* Work instruction *
Return all lines of the records that contain the word "wall".

Data items

○ ○ ○ ○

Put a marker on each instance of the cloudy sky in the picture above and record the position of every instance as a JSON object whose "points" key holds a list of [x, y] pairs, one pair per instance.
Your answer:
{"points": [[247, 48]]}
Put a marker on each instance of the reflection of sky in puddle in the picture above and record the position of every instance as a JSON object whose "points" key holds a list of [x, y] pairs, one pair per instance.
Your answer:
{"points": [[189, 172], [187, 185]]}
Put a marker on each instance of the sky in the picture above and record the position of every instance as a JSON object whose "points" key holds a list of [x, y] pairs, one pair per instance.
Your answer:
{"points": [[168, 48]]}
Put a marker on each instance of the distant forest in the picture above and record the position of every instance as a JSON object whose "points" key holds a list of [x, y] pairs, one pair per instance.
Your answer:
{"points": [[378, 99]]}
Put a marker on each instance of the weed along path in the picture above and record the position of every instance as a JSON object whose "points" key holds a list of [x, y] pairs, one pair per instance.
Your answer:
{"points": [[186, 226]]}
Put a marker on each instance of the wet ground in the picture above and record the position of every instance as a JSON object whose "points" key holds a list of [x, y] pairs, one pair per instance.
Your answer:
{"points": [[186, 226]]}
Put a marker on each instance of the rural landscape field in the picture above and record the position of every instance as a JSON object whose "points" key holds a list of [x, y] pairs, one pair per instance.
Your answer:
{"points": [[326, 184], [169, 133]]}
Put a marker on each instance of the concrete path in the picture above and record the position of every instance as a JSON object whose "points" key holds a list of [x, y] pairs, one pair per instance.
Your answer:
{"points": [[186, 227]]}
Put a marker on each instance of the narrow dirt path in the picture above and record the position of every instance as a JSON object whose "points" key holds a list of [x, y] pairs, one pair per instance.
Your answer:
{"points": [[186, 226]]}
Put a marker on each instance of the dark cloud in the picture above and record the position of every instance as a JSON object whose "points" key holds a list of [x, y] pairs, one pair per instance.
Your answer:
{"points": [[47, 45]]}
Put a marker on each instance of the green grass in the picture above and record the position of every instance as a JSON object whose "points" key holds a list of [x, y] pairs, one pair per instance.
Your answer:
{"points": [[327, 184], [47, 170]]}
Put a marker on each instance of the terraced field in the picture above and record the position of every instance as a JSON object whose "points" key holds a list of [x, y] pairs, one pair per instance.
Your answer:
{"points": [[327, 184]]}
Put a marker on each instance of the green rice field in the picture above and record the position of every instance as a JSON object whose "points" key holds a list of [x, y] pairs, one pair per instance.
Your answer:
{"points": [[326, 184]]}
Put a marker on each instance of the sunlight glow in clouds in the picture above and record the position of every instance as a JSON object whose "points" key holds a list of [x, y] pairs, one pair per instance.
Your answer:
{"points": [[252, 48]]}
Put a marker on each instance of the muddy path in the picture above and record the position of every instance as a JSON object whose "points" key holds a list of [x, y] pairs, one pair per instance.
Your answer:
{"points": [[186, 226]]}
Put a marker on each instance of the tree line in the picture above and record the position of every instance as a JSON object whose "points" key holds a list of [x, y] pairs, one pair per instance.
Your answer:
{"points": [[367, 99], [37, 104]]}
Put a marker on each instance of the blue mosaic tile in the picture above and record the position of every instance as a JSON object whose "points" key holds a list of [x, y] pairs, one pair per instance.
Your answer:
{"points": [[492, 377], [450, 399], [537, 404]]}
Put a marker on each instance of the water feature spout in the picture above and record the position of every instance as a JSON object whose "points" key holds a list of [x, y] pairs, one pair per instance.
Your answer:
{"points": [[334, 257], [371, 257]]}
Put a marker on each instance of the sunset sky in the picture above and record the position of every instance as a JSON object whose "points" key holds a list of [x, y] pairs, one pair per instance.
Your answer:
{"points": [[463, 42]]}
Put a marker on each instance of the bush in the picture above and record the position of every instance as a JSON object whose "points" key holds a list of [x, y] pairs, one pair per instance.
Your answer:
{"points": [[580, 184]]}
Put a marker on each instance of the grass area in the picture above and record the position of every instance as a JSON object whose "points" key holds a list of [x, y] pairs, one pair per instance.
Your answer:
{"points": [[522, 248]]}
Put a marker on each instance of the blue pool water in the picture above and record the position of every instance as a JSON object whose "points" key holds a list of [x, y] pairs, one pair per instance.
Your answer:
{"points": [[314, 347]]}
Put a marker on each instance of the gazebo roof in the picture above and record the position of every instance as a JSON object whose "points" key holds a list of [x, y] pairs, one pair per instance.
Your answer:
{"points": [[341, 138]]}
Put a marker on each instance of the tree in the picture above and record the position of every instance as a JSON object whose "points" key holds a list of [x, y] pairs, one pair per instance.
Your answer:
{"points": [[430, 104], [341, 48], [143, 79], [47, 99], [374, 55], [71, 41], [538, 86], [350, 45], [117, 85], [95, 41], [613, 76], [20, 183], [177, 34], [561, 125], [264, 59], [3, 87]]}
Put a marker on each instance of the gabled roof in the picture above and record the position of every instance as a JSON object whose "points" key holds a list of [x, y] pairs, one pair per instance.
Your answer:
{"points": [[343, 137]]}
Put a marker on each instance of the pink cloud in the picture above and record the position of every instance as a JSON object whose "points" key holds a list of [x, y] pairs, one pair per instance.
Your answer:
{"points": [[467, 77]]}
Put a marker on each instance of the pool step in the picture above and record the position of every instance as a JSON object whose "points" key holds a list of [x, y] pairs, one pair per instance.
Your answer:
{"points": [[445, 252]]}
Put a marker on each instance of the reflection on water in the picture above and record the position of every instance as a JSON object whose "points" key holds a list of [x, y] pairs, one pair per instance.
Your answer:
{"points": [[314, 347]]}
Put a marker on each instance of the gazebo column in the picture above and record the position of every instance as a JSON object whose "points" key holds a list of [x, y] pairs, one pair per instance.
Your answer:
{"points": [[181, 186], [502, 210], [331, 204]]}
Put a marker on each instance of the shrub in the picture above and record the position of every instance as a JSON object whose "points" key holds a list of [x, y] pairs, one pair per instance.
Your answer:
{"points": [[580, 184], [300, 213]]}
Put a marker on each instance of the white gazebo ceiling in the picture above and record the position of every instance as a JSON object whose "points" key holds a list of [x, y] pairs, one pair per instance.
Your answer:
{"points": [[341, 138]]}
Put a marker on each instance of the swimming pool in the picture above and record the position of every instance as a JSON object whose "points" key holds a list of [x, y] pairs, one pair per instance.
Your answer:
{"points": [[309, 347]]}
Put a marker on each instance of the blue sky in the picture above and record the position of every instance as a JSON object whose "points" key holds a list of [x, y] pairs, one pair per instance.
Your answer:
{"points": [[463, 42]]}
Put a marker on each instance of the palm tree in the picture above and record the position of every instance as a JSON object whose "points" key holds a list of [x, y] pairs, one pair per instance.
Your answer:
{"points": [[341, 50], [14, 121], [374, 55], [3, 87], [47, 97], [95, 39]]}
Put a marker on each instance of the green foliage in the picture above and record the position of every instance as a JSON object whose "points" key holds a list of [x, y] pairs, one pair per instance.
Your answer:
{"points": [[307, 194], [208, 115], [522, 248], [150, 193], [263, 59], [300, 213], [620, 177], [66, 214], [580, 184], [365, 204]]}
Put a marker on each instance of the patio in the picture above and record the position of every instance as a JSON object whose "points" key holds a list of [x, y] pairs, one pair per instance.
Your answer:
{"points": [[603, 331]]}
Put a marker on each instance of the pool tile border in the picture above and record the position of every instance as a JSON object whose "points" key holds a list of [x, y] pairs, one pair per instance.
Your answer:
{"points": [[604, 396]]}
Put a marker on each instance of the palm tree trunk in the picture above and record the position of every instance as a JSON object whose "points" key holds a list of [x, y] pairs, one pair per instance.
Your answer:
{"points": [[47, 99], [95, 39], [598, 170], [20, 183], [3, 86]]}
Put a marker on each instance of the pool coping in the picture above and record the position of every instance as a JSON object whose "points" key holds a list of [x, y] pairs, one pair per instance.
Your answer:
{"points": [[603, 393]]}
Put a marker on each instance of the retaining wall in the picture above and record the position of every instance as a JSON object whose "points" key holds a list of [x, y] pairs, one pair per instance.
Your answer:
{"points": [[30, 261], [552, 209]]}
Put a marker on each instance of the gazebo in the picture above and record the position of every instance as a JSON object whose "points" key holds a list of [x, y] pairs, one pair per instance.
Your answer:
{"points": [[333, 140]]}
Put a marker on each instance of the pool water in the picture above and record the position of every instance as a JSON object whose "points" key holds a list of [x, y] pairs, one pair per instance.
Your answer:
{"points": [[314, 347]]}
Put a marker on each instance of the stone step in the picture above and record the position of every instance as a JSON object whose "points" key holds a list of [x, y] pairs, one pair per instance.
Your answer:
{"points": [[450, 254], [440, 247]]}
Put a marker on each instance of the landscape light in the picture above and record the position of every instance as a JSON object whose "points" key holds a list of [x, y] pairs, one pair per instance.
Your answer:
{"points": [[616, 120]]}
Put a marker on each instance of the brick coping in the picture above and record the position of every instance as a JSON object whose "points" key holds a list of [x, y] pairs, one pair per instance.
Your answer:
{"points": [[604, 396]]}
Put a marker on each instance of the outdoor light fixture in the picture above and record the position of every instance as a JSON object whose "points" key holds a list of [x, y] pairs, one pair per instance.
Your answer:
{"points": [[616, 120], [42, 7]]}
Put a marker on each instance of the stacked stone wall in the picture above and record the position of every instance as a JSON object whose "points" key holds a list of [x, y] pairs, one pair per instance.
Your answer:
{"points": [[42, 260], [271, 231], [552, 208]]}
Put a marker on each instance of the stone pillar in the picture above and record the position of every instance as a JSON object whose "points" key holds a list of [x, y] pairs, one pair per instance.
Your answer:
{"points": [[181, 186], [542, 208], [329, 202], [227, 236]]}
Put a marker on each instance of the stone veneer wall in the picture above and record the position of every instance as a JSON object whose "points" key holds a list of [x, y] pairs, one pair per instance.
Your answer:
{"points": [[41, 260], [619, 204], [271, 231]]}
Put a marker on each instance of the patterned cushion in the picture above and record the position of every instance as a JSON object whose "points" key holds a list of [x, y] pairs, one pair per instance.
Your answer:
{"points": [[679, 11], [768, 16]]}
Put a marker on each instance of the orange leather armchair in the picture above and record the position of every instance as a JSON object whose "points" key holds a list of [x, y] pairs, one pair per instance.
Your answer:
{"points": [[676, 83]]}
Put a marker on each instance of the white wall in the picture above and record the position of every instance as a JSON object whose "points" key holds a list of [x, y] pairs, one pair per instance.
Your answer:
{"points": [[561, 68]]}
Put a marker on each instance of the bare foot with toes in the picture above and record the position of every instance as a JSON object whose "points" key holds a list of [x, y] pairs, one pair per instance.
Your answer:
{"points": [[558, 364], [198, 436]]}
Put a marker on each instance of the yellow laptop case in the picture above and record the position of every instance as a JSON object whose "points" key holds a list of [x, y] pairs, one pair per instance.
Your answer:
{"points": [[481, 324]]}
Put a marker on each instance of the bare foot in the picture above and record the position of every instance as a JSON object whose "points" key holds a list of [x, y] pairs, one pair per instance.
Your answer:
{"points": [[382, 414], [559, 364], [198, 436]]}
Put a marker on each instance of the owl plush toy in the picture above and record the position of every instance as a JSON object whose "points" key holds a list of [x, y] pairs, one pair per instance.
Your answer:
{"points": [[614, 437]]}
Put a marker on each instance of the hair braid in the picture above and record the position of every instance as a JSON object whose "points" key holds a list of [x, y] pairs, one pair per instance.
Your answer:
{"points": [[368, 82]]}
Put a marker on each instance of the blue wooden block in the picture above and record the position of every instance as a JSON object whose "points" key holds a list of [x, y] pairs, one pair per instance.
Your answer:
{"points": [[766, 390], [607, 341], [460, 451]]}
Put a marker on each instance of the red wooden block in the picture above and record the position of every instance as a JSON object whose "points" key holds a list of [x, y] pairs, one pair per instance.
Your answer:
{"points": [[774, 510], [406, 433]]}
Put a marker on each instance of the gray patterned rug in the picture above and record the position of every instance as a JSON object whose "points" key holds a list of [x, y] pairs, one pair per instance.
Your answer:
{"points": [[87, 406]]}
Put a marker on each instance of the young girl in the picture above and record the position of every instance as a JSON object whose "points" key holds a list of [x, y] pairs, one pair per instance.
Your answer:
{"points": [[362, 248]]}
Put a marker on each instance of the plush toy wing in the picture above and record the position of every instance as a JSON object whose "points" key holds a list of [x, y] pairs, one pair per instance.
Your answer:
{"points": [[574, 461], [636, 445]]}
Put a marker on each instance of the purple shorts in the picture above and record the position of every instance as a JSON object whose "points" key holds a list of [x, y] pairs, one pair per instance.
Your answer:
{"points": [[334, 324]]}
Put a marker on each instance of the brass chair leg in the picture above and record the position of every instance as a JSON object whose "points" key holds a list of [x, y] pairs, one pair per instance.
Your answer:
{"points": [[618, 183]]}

○ ○ ○ ○

* Output below *
Put a marker on each instance of the retaining wall in the picture above and record the position of every instance as a JSON object whose "points" key holds a list of [x, y] pairs, one pair per instance.
Put a marker on each instance of the stacked stone wall in the picture above and record the position of every instance as a JSON object whose "points" key holds a list of [x, y] pairs, one pair per instance.
Put a marker on each instance of the stone veneer wall in the picture above and record the position of every instance as a JSON object whose "points" key holds a list of [x, y] pairs, one pair per instance.
Put a marker on each instance of the white wall in the picture above and record the position of every instance as a JSON object whose "points" key holds a list of [x, y] pairs, one pair per instance.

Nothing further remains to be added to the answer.